BEGIN Material provided
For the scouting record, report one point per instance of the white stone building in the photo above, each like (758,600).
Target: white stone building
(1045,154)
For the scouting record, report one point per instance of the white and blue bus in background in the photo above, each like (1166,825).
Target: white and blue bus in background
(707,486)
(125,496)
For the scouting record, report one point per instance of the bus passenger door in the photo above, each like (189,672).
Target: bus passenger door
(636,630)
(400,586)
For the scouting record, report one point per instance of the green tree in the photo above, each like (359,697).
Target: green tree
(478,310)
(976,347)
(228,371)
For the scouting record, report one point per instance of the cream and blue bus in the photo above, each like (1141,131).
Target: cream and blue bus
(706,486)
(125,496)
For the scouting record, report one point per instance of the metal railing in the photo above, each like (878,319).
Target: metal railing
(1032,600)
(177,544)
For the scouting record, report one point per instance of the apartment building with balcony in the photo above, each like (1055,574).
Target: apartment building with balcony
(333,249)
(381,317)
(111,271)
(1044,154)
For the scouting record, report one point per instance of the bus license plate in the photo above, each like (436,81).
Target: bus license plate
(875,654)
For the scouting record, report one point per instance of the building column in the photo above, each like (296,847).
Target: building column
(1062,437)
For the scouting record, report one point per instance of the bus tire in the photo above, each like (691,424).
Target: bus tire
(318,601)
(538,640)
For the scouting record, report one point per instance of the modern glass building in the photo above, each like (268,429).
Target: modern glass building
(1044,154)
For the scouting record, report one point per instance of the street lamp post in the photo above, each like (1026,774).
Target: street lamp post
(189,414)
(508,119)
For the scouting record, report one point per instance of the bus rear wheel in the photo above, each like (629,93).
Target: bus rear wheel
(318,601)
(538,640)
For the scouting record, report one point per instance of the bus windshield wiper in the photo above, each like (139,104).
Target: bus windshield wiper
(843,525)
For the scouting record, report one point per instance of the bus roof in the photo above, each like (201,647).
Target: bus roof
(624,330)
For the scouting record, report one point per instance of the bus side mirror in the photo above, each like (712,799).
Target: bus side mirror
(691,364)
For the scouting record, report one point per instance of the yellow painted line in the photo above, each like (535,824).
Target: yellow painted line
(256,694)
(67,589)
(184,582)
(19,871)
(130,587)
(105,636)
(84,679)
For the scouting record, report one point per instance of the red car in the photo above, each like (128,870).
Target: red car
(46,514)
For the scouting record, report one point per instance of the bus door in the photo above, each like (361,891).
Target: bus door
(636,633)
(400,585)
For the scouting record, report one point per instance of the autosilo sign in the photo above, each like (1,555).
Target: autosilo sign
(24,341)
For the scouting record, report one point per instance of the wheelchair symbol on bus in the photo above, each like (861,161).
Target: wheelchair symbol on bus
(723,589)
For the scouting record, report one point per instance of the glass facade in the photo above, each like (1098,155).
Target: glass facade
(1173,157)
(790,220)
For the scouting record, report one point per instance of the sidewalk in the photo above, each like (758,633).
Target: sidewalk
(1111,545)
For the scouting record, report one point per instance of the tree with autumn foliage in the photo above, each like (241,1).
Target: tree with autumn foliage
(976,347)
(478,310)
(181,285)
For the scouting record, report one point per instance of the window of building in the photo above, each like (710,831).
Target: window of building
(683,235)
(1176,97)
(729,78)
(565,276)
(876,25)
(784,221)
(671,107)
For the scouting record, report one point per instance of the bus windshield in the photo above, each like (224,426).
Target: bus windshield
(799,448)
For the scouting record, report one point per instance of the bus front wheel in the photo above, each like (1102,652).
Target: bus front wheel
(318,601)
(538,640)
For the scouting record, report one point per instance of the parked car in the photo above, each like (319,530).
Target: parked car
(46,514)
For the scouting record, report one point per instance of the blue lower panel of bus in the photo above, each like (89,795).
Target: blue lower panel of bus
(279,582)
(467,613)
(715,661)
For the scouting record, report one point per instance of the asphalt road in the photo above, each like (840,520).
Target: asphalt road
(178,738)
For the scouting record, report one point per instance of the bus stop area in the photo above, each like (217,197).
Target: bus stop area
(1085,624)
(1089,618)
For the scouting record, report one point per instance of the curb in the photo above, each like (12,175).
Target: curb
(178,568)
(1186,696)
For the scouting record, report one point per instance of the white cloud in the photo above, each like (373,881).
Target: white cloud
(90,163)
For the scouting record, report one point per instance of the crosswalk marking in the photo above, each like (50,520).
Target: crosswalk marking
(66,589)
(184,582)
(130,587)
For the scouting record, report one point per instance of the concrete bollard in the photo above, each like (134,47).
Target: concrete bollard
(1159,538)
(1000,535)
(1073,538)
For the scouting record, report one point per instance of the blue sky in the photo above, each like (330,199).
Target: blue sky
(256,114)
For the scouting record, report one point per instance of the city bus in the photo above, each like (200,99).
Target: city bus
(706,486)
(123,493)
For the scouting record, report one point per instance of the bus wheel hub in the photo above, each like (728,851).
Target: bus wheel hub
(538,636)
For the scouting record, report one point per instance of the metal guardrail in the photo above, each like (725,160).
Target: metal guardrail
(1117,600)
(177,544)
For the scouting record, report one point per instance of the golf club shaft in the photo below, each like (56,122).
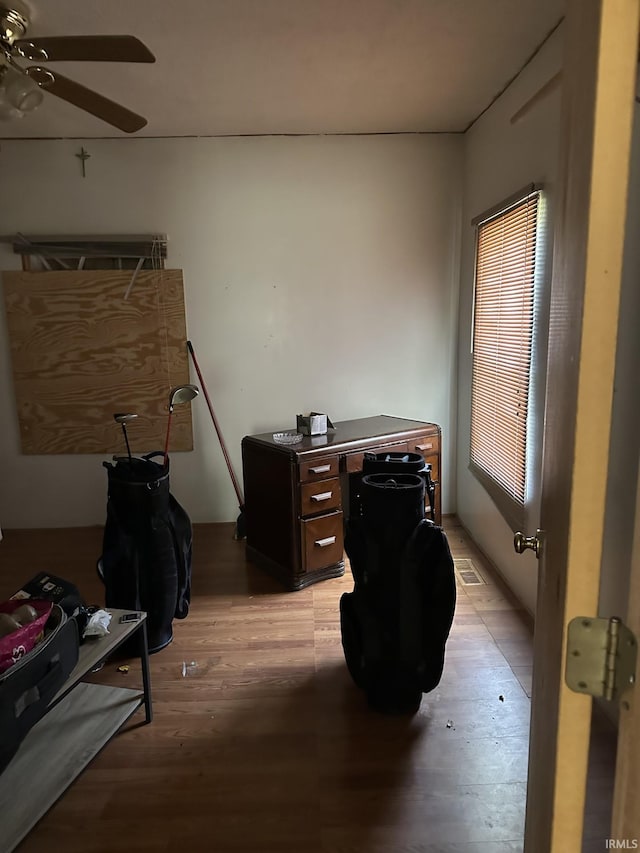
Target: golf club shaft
(126,440)
(166,442)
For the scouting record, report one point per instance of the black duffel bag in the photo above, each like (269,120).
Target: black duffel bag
(147,546)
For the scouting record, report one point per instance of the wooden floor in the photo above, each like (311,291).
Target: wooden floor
(261,742)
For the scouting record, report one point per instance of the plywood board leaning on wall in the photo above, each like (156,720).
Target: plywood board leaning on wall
(80,352)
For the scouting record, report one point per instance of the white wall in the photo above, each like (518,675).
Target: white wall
(320,273)
(500,159)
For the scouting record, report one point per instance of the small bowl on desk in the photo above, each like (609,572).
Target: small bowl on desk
(287,437)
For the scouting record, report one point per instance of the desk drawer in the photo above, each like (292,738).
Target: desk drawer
(353,461)
(318,469)
(322,542)
(322,496)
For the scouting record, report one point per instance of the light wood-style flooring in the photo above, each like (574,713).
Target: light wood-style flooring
(261,742)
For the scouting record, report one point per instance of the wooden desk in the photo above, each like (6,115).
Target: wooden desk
(297,495)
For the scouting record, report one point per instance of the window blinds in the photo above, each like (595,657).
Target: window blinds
(502,345)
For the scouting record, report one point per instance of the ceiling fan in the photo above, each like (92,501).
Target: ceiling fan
(21,85)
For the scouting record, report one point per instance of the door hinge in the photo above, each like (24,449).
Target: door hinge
(601,657)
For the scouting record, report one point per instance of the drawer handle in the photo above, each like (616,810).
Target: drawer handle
(320,469)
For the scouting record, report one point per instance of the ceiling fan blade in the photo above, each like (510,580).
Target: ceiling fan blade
(84,48)
(86,99)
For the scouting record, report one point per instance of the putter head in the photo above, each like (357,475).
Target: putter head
(182,394)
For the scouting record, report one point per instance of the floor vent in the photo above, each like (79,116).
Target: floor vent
(467,573)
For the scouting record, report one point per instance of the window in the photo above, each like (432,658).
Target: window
(502,349)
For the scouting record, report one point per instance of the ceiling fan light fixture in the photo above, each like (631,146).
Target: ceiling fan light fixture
(23,93)
(20,92)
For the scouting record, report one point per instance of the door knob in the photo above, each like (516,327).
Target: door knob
(522,542)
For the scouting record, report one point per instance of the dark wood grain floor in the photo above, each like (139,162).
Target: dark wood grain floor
(261,742)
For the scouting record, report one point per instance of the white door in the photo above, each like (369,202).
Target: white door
(599,78)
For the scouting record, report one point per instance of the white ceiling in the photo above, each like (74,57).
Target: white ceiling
(227,67)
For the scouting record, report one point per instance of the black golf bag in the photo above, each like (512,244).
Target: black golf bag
(147,546)
(394,462)
(396,621)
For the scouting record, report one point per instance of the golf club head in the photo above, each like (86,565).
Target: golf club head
(182,394)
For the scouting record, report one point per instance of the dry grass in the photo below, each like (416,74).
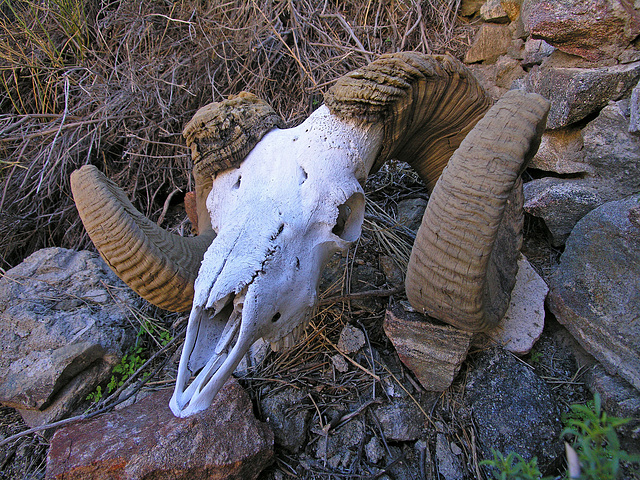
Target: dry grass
(113,83)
END Material provided
Retype the portion of the data above that starts on the line with "Target: modern glass building" and finishes on the line with "each like (139,104).", including both of those lines.

Target: modern glass building
(1044,154)
For the scouting record, report one point per instance of the street lamp post in the photo above, each like (1026,774).
Target: street lamp post
(189,414)
(508,119)
For the scouting record, report one point per instance of the bus rear wheel in the photo above, each like (629,93).
Target: bus rear wheel
(318,601)
(538,640)
For the scouting record, report one point per instance of the bus windshield wiper in the photo above, each like (139,104).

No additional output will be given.